* _Task to complete_
Give back exactly the lines from the line that contains "Return one point per instance of the two-story" to the last line of the listing below, inclusive, and no others.

* _Data shown_
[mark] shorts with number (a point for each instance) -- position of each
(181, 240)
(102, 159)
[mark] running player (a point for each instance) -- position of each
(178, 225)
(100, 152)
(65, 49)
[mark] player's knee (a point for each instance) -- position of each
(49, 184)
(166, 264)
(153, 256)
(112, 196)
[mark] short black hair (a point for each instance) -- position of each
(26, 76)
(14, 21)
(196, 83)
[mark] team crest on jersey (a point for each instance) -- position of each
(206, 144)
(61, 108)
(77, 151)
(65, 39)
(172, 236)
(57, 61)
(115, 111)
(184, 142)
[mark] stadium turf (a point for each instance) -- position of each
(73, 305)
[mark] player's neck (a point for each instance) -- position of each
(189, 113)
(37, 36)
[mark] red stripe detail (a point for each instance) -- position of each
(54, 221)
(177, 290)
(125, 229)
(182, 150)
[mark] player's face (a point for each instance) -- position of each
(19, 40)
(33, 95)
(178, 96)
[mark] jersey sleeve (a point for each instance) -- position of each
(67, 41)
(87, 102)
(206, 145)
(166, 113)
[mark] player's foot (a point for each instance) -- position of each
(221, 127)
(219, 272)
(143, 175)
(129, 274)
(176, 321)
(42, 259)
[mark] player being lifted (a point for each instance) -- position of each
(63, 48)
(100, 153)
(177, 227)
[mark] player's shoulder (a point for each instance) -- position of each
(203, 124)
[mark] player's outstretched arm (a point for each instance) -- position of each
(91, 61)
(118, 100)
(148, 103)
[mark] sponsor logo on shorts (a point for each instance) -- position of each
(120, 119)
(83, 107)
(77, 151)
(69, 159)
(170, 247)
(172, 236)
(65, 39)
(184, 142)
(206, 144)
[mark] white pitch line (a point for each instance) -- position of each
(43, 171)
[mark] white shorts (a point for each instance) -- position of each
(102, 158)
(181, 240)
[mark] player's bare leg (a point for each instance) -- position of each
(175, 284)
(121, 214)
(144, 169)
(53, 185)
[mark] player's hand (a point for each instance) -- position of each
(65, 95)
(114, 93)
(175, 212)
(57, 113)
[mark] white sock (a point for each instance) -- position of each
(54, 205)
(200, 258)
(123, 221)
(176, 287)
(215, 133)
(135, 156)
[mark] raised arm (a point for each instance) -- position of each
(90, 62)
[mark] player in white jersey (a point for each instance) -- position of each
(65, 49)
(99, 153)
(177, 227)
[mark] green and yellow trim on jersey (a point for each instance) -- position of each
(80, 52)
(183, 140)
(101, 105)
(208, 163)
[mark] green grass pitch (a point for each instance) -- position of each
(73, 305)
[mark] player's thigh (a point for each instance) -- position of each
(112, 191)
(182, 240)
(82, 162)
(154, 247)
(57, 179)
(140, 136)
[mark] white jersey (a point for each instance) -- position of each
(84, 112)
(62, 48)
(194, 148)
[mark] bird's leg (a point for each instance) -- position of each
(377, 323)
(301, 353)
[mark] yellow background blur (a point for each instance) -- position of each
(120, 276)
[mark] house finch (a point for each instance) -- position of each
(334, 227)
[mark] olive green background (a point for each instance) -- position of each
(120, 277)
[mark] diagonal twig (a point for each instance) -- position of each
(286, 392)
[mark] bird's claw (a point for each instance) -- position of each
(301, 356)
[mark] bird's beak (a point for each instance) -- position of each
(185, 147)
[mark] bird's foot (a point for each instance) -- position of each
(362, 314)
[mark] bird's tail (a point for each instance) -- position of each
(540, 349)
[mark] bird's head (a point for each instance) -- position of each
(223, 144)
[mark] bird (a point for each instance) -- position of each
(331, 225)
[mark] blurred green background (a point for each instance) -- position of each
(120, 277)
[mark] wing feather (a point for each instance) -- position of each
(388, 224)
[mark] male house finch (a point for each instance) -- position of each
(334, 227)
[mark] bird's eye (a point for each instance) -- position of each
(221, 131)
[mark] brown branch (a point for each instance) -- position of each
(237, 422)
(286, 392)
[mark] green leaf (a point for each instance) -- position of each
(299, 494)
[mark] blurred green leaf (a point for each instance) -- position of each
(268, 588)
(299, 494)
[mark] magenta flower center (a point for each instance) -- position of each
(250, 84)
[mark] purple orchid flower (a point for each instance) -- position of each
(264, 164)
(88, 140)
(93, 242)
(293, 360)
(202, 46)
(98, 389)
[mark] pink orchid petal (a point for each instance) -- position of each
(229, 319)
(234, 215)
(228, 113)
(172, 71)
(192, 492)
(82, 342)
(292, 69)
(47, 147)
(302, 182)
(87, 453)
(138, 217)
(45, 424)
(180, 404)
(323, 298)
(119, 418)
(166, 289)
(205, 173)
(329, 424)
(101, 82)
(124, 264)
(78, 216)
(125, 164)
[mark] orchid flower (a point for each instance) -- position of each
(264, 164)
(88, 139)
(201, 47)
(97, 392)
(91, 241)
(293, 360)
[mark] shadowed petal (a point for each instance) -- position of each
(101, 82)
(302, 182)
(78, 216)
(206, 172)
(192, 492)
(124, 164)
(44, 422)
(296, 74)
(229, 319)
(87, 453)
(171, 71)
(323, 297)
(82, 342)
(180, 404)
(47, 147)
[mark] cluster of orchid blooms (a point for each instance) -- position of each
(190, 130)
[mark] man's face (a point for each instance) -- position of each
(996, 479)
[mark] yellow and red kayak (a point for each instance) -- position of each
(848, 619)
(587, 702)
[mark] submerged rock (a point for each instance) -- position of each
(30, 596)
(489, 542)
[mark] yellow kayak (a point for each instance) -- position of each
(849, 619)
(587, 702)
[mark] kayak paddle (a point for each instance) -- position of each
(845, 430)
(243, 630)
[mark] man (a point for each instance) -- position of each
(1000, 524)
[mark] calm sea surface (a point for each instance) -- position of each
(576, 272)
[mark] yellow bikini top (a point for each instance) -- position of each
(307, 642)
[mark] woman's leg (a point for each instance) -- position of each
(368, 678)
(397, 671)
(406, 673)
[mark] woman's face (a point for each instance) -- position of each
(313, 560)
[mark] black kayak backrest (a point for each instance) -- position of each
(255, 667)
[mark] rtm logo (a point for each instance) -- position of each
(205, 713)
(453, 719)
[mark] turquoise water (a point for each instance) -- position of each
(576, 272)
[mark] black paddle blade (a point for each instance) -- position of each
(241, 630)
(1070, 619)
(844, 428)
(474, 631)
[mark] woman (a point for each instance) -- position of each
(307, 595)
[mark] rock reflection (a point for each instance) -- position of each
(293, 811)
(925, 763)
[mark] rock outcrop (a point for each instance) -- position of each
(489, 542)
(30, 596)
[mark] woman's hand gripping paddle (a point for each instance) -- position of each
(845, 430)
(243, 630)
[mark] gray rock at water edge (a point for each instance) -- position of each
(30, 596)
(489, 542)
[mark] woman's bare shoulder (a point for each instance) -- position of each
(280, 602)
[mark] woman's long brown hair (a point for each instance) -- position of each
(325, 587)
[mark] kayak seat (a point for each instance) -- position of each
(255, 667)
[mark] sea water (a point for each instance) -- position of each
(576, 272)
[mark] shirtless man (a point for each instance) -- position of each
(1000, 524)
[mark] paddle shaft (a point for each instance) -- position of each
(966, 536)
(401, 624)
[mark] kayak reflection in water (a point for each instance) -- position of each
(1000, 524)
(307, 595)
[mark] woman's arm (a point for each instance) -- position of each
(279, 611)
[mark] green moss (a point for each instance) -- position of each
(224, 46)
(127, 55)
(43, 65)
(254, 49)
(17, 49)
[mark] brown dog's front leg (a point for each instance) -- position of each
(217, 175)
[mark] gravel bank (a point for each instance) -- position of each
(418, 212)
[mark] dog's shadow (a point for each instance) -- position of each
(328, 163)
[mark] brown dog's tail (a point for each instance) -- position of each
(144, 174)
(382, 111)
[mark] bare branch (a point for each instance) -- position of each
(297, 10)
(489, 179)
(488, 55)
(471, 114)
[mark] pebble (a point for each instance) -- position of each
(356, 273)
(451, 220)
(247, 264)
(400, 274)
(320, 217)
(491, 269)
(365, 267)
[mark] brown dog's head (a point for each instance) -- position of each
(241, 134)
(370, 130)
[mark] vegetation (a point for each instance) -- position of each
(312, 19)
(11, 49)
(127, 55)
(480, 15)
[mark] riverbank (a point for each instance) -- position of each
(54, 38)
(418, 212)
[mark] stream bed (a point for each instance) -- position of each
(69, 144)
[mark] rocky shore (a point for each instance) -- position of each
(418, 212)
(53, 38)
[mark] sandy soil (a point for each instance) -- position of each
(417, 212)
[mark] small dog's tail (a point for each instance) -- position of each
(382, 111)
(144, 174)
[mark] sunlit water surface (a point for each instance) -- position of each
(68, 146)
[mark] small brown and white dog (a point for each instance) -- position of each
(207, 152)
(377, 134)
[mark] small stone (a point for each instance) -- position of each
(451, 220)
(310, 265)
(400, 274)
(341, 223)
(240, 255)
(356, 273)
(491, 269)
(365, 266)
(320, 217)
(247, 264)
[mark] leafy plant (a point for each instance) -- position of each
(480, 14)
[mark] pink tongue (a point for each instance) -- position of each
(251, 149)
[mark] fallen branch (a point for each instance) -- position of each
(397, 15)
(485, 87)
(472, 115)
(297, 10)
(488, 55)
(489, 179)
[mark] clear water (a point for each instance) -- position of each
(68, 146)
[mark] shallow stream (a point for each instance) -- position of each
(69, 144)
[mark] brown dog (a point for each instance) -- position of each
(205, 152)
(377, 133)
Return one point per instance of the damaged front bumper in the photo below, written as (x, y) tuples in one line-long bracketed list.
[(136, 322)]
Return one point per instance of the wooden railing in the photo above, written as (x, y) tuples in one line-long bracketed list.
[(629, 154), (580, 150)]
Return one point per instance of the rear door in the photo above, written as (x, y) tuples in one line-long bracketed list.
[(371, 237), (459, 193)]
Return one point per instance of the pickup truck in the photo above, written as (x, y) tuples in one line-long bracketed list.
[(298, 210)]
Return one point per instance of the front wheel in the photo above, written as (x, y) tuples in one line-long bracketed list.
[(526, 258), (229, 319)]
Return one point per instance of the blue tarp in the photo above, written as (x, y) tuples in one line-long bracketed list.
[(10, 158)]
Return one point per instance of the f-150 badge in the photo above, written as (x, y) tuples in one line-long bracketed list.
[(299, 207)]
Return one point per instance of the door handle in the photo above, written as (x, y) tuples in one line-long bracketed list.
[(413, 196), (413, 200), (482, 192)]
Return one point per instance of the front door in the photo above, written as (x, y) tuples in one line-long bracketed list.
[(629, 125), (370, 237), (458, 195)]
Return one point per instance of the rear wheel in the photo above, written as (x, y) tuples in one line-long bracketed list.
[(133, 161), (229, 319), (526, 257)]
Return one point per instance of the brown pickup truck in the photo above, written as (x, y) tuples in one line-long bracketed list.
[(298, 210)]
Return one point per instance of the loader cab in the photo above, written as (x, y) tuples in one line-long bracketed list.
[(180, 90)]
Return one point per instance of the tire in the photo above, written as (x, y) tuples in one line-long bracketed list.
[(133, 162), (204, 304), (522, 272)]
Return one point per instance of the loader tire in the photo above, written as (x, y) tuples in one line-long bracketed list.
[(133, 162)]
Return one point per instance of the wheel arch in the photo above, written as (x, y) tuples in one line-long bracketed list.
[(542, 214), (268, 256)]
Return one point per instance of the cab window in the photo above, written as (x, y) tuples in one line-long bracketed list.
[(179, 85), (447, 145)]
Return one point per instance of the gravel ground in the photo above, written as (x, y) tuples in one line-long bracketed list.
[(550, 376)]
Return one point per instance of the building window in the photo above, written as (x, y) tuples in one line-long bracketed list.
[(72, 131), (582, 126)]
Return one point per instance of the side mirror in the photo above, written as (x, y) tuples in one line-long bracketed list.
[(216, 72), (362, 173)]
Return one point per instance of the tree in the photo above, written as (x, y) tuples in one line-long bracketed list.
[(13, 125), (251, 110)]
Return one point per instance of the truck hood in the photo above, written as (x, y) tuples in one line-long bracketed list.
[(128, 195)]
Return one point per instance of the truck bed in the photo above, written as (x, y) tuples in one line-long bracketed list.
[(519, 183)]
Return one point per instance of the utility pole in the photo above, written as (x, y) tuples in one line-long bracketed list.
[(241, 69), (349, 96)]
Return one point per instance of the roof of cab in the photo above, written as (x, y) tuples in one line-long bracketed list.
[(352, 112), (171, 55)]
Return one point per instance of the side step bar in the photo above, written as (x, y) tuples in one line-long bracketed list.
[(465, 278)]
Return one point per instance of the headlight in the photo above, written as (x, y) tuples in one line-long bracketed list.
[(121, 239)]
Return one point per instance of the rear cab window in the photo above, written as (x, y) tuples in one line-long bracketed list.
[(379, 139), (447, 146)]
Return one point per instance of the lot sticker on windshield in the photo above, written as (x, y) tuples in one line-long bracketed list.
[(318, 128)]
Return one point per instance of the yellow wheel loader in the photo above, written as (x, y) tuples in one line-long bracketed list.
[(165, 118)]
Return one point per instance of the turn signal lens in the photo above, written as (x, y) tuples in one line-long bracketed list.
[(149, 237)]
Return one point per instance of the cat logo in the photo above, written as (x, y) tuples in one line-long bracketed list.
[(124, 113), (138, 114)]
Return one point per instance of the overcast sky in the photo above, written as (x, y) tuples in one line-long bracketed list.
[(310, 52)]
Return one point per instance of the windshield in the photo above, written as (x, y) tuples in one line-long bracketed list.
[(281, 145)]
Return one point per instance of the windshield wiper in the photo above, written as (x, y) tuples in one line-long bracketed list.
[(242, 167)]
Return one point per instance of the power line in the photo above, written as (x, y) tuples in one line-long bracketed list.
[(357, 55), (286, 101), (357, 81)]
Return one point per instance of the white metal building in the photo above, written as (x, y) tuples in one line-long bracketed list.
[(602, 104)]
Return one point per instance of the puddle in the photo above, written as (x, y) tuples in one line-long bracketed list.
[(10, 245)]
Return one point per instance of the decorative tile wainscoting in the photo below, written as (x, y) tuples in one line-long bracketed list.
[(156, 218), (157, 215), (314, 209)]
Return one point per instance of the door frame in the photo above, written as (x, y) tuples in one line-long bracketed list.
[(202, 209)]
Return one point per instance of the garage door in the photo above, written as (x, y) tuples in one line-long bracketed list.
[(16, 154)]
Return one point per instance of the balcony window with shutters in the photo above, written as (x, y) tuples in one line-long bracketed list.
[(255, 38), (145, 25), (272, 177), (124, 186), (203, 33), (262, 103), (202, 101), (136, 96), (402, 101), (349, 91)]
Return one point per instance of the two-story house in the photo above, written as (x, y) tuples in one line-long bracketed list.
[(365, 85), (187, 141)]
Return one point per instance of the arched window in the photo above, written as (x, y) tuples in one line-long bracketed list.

* _Result for this exercise_
Return one point per instance of the two-story house in the photo above, written as (x, y) tuples in one line-long bracketed list.
[(365, 85), (187, 141)]
Return one point per instance of the arched window in the photo above, written as (x, y) tuples in one line-long bracketed list.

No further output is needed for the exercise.